Source data ▸
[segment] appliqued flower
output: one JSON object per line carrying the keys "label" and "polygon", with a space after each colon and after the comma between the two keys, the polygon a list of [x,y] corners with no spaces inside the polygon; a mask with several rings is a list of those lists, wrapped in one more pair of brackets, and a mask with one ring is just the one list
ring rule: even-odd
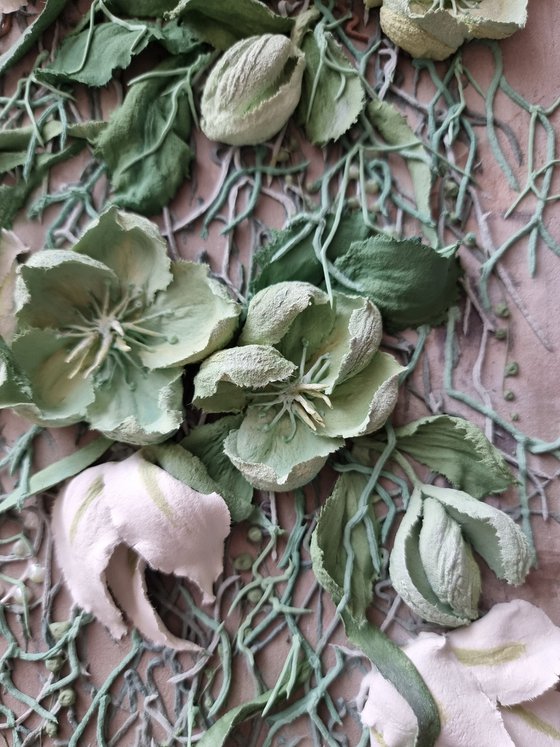
{"label": "appliqued flower", "polygon": [[413,57],[444,60],[470,39],[523,28],[527,0],[383,0],[381,28]]}
{"label": "appliqued flower", "polygon": [[380,340],[368,299],[335,293],[331,306],[309,283],[277,283],[251,300],[238,346],[204,361],[193,403],[244,412],[225,453],[255,487],[292,490],[393,410],[402,367]]}
{"label": "appliqued flower", "polygon": [[[436,747],[560,742],[560,628],[528,602],[495,605],[445,636],[421,633],[404,647],[440,711]],[[362,723],[371,746],[414,747],[410,705],[373,671],[362,684]]]}
{"label": "appliqued flower", "polygon": [[[165,460],[173,449],[181,452],[182,479],[159,466],[160,457]],[[145,581],[149,566],[191,580],[204,603],[214,598],[230,515],[220,495],[189,486],[200,482],[200,470],[198,460],[179,446],[148,447],[122,462],[90,467],[57,498],[52,529],[68,589],[114,638],[127,632],[122,610],[154,643],[200,650],[165,628]]]}
{"label": "appliqued flower", "polygon": [[237,326],[207,267],[171,262],[156,226],[115,209],[73,250],[39,251],[18,273],[0,405],[47,426],[86,420],[120,441],[163,440],[183,417],[183,366]]}

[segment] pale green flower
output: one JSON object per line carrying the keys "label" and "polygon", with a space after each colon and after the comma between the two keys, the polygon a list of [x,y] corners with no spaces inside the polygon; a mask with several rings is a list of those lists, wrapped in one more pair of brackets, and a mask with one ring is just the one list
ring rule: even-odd
{"label": "pale green flower", "polygon": [[268,140],[298,105],[304,69],[303,53],[282,34],[241,39],[208,76],[200,104],[202,131],[229,145]]}
{"label": "pale green flower", "polygon": [[456,627],[476,619],[480,571],[471,547],[498,578],[523,583],[532,554],[507,514],[461,490],[415,488],[391,552],[395,590],[429,622]]}
{"label": "pale green flower", "polygon": [[335,293],[331,306],[309,283],[277,283],[252,299],[238,347],[202,364],[193,403],[244,412],[225,453],[255,487],[292,490],[393,410],[402,368],[380,339],[368,299]]}
{"label": "pale green flower", "polygon": [[208,268],[171,262],[156,226],[115,209],[73,250],[18,270],[16,330],[0,349],[0,405],[30,420],[80,420],[135,444],[183,417],[183,366],[226,344],[239,307]]}
{"label": "pale green flower", "polygon": [[470,39],[504,39],[527,20],[528,0],[383,0],[381,28],[413,57],[444,60]]}

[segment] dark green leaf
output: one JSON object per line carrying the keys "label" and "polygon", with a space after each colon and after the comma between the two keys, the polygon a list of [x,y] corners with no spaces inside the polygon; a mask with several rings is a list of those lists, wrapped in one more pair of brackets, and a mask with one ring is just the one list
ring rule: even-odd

Task brief ▸ Please print each record above again exactly, but omit any pictures.

Answer space ▸
[segment] appliqued flower
output: one JSON object per line carrying the keys "label" and "polygon", with a space after each colon and after the comma between the two keys, the polygon a list of [x,y] corners with no spaces inside the polygon; a mask with several rings is a list of those lists, wrapped in one more pair of brackets, and a mask with one ring is just the one list
ring rule: even-odd
{"label": "appliqued flower", "polygon": [[413,57],[444,60],[470,39],[523,28],[527,0],[383,0],[381,28]]}
{"label": "appliqued flower", "polygon": [[380,340],[368,299],[335,293],[331,306],[309,283],[277,283],[251,300],[238,346],[204,361],[193,403],[244,412],[225,453],[255,487],[292,490],[393,410],[402,367]]}
{"label": "appliqued flower", "polygon": [[[436,747],[560,742],[560,628],[528,602],[495,605],[445,636],[421,633],[404,647],[440,711]],[[362,723],[371,746],[414,747],[410,705],[373,671],[362,684]]]}
{"label": "appliqued flower", "polygon": [[[165,460],[173,449],[181,452],[182,479],[159,466],[160,457]],[[145,581],[149,566],[191,580],[204,603],[214,598],[230,515],[220,495],[189,486],[200,482],[200,470],[198,460],[179,446],[148,447],[122,462],[90,467],[57,498],[52,529],[68,589],[114,638],[127,632],[122,610],[154,643],[200,650],[165,628]]]}
{"label": "appliqued flower", "polygon": [[237,326],[207,267],[171,262],[156,226],[115,209],[73,250],[39,251],[18,273],[0,405],[47,426],[86,420],[120,441],[163,440],[183,417],[183,366]]}

[segment] pale green flower
output: one JSON object per line carrying the keys "label" and "polygon", with a space after each colon and after the comma between the two keys, the polygon a list of [x,y] corners with no spaces inside the polygon; a mask with several rings is a list of those lists, wrapped in one more pair of brackets, and a mask with one ring is just the one list
ring rule: even-odd
{"label": "pale green flower", "polygon": [[268,140],[298,105],[304,69],[303,53],[282,34],[241,39],[208,76],[200,104],[202,131],[229,145]]}
{"label": "pale green flower", "polygon": [[456,627],[476,619],[480,571],[471,547],[498,578],[523,583],[532,554],[507,514],[461,490],[415,488],[391,552],[395,590],[429,622]]}
{"label": "pale green flower", "polygon": [[335,293],[331,306],[309,283],[277,283],[252,299],[238,347],[202,364],[193,403],[244,412],[225,453],[255,487],[292,490],[393,410],[402,368],[380,339],[368,299]]}
{"label": "pale green flower", "polygon": [[208,268],[171,262],[156,226],[115,209],[73,250],[18,270],[16,330],[0,349],[0,405],[30,420],[80,420],[135,444],[183,417],[183,366],[226,344],[239,307]]}
{"label": "pale green flower", "polygon": [[470,39],[504,39],[527,20],[528,0],[383,0],[381,28],[413,57],[444,60]]}

[segment] dark green leaf
output: one JSON object per line carrying the keys "label" and "polygon", with a space after each colon and after the comma between the two keys, the polygon a list of [x,y] corners with no spaces inside the polygon; a mask with several rings is a list of those lists, wrapped in one more pair of brackets, and a mask with one ring is just the one list
ring rule: even-odd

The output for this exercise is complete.